What to work on
- 1) Answer these from the comment about Mbeki, giving each answer on its own line marked (a), (b), (c):
(a) During which years was Mbeki president?
(b) What nickname did the health minister Manto Tshabalala-Msimang acquire?
(c) For how many preventable deaths from AIDS have these policies been blamed?
- 2) Repeat word for word the part of the comment about Mbeki that opens with the words containing "While Mandela didn't" and closes with "into rolling blackouts.".

Source document
***
• aaaaaaadjsf [he/him, comrade/them]
    ·
    edit-2
    4 years ago

    While Mandela didn't sell out, pretty much everyone after him did. Mbeki (president from 1999-2008) believed that HIV could not cause AIDS, and developed a committee around that false belief. He also didn't follow the State run power companies maintenance plans and budgets, which led to rolling blackouts (load shedding) that still happen today. Utter ghoul, disgrace to everything the ANC stood for and neoliberal parasite. Austeritied the country into rolling blackouts.

    In 2000, he organized a Presidential Advisory Panel regarding HIV/AIDS including several scientists who denied that HIV caused AIDS. In the following eight years of his presidency, Mbeki continued to express sympathy for HIV/AIDS denialism, and instituted policies denying antiretroviral drugs to AIDS patients. The Mbeki government even withdrew support from clinics that started using AZT to prevent mother-to-child transmission of HIV. He also restricted the use of a pharmaceutical company's donated supply of nevirapine, a drug that helps keep newborns from contracting HIV. Instead of providing these drugs, which he described as "poisons", shortly after he was elected to the presidency, he appointed Manto Tshabalala-Msimang as the country's health minister, who promoted the use of unproven herbal remedies such as ubhejane, garlic, beetroot, and lemon juice to treat AIDS, which led to her acquiring the nickname "Dr. Beetroot." These policies have been blamed for the preventable deaths of between 343,000 and 365,000 people from AIDS.
***
Extracted information

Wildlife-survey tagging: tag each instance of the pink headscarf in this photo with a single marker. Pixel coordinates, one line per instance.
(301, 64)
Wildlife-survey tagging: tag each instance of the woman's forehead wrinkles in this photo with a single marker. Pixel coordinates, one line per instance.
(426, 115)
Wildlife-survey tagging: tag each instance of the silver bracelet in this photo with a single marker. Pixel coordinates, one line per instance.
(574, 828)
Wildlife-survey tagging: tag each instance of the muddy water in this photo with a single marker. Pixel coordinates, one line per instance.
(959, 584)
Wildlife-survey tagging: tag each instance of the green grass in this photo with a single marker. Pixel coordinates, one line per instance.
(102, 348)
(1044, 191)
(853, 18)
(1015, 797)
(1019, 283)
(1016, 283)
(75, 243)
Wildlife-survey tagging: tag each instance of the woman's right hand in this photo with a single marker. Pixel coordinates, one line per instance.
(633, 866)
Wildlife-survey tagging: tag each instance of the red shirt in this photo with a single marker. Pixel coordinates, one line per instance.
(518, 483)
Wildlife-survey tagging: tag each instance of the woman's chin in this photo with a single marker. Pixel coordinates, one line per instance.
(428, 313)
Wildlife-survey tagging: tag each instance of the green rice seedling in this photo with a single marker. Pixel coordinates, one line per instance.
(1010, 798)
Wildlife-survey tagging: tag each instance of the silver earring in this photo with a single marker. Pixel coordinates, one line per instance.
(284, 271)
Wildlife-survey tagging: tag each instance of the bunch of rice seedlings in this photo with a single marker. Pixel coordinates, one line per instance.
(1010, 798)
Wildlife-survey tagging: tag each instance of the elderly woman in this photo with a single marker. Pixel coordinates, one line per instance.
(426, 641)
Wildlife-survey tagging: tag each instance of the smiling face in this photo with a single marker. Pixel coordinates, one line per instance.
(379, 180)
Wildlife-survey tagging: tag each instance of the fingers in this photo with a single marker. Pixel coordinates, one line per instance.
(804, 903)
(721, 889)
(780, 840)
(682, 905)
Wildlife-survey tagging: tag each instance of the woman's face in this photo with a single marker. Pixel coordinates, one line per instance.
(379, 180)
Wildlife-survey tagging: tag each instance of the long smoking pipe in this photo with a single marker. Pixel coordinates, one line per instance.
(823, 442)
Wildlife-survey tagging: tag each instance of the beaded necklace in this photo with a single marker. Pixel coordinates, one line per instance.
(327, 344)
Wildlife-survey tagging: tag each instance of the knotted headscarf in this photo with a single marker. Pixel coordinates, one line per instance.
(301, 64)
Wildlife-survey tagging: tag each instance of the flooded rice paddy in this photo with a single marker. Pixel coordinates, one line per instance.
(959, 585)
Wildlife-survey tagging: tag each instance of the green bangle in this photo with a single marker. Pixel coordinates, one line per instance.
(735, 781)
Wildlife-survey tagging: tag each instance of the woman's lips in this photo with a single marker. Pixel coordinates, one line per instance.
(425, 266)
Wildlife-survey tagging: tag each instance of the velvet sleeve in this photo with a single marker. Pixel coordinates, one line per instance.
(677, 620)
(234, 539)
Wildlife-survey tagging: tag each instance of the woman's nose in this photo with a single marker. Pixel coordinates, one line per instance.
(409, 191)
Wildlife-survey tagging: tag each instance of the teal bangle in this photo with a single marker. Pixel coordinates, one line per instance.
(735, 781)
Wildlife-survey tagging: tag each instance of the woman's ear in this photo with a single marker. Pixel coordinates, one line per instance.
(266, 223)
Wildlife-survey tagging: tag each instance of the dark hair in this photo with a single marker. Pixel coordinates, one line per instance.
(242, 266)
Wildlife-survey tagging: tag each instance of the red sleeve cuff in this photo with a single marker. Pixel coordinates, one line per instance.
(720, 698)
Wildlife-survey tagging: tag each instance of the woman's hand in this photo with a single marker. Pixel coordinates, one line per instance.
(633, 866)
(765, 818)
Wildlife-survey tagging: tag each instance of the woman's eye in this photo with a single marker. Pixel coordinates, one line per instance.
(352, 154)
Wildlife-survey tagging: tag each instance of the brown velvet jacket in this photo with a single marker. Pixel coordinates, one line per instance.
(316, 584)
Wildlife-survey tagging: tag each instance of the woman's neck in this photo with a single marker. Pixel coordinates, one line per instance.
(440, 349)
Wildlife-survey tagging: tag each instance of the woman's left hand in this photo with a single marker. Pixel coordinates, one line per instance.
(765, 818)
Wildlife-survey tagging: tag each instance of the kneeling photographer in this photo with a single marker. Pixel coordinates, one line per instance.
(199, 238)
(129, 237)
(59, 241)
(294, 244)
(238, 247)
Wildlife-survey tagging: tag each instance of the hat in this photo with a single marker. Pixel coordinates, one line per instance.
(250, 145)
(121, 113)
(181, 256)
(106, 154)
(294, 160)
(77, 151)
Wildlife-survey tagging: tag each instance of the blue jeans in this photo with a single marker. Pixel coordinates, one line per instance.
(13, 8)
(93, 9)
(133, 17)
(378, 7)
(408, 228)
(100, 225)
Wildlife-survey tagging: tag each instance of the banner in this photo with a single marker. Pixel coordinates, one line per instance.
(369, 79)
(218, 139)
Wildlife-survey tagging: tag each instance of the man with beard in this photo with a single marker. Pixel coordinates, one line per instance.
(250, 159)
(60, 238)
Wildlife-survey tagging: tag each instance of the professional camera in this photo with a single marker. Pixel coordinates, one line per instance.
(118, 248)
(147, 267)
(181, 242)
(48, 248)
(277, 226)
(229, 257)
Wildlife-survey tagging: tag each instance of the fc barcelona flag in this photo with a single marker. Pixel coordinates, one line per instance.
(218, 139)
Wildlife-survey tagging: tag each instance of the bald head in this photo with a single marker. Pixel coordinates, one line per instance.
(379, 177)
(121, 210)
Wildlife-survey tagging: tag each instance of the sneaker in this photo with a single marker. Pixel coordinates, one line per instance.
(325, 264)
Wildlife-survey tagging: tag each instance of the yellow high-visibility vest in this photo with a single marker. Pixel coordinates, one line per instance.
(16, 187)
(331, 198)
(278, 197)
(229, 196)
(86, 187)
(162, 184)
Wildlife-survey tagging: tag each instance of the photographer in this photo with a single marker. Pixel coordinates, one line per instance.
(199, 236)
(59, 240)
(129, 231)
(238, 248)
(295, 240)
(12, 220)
***
Results for the exercise
- 1)
(a) 1999-2008
(b) "Dr. Beetroot."
(c) Between 343,000 and 365,000

- 2)
While Mandela didn't sell out, pretty much everyone after him did. Mbeki (president from 1999-2008) believed that HIV could not cause AIDS, and developed a committee around that false belief. He also didn't follow the State run power companies maintenance plans and budgets, which led to rolling blackouts (load shedding) that still happen today. Utter ghoul, disgrace to everything the ANC stood for and neoliberal parasite. Austeritied the country into rolling blackouts.